Location identification entries
........
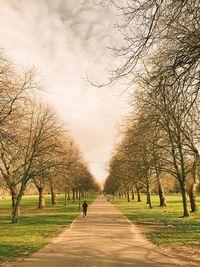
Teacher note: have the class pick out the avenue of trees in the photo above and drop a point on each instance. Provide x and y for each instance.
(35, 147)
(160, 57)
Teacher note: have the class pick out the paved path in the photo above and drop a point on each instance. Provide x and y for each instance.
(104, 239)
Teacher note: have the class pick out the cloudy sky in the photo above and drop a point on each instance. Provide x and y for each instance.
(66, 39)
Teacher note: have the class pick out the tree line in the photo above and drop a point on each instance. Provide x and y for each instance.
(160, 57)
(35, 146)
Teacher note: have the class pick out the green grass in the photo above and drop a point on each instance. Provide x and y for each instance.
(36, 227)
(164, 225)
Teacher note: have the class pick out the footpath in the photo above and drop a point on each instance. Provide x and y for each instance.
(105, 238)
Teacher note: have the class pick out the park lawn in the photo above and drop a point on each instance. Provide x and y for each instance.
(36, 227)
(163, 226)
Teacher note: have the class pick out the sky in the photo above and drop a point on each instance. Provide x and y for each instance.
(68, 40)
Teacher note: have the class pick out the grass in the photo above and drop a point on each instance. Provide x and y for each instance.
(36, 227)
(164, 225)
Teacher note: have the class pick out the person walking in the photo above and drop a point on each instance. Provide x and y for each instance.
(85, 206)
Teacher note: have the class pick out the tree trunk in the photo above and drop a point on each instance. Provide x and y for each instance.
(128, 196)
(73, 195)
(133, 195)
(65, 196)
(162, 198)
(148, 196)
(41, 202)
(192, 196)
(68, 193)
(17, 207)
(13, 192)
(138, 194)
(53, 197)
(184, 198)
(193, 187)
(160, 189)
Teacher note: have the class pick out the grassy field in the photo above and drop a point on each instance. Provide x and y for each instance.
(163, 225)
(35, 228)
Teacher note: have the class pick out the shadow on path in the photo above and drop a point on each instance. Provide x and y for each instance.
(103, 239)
........
• **The problem**: Rewrite every line of the entries, substituting "the students" for "the class" each time it appears and leaving everything else the same. Omit the pictures.

• **Task output**:
Teacher note: have the students pick out the avenue of trees in the photo above and drop a point on each instance. Provide x and y for each instance.
(35, 147)
(160, 57)
Teacher note: have the students pick out the paved path in the photo above and drop a point on each instance. Provide x and y for each instance.
(104, 239)
Teacher note: have the students pick out the cloudy sky in the photo above and drop a point on each instance. Provide x and y for each instance.
(66, 39)
Teacher note: have the students pick out the tree line in the photo above and drop a point on each instance. Provide x and y for each instance.
(160, 57)
(35, 146)
Teacher note: have the students pick out the green grass in the photo above and drop a point on each instance. Provide x and y for each instance.
(36, 227)
(164, 225)
Teacher note: have the students pick out the footpath in the photo above and drop a point on each instance. Provide x and y for each instance.
(105, 238)
Teacher note: have the students pick out the park lawn in the photo above and drop a point on each instance. Provide x and y for each instance.
(36, 227)
(163, 226)
Teacher note: have the students pick out the sky in the photo above and drop a point on each instance. Provide x and y for each instance.
(68, 40)
Teacher note: have the students pick out the grass in the photo above and drop a point on each instance. Provide x and y for each instance.
(36, 227)
(164, 225)
Teacher note: have the students pick out the person walking in the photo above and drop a point on each instance. Provide x and y for each instance.
(85, 206)
Teacher note: have the students pick out the tree trunk in the photo above and drop a point on each instance. Provide x and y for each instance.
(128, 196)
(73, 195)
(133, 195)
(65, 196)
(162, 198)
(148, 196)
(41, 202)
(192, 196)
(68, 193)
(17, 207)
(13, 192)
(138, 194)
(53, 197)
(184, 198)
(193, 187)
(160, 189)
Teacher note: have the students pick out the grassy field in the photo above and drop a point on each instance. Provide x and y for each instance.
(163, 225)
(35, 228)
Teacher note: have the students pick out the shadow on path in the photo above and drop a point on each instance. Provide x and y for each instance.
(103, 239)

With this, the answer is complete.